- _Records from a data source_
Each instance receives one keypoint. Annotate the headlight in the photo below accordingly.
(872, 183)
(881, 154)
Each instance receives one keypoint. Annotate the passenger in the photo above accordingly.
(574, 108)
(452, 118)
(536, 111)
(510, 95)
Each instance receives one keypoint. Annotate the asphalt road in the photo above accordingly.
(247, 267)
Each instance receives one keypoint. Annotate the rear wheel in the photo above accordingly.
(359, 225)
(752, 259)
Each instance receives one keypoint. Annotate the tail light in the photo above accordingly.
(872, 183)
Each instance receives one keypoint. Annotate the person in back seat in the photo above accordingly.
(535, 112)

...

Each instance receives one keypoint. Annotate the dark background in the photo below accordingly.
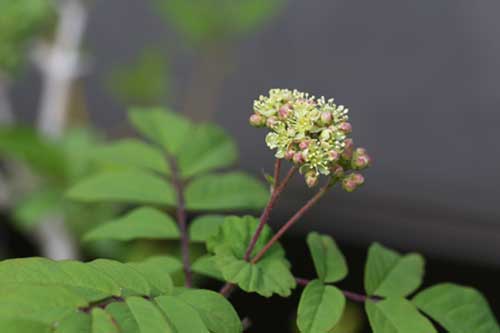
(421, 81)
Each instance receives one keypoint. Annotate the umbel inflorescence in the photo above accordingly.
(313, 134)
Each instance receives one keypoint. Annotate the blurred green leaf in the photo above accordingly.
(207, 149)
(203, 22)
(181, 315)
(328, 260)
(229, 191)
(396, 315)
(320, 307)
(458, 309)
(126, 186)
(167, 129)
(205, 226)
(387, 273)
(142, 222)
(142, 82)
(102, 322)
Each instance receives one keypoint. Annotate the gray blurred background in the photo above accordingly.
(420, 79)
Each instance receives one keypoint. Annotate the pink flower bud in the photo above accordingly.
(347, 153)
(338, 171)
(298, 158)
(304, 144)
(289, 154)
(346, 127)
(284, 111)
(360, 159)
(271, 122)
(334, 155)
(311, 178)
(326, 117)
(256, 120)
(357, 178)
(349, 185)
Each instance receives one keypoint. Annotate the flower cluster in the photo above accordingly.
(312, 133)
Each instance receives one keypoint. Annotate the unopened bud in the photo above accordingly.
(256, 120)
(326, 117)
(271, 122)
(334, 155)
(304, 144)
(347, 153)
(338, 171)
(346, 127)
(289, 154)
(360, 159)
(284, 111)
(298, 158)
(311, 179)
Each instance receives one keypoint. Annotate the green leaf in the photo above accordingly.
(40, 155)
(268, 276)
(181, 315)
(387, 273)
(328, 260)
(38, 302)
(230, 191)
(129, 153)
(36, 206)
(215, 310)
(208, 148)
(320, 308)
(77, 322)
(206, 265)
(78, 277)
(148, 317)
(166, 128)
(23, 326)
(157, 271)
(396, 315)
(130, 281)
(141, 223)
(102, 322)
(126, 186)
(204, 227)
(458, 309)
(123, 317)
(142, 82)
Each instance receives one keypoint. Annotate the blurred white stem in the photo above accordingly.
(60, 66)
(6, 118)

...

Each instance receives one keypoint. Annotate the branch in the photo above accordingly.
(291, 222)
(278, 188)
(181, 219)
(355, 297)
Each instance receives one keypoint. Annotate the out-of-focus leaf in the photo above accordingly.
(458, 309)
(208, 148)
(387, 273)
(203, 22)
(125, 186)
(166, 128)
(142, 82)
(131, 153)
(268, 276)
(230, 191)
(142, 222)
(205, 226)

- _GIVEN INSTRUCTION_
From the entries above, pull out every line that contains the word "background" and copy each one in full.

- _ANSWER BELOW_
Each instance receives one keypoint. Annotate the dark background in the photo below accordingly.
Each instance receives one keypoint. Annotate the gray blurred background in the photo above accordingly.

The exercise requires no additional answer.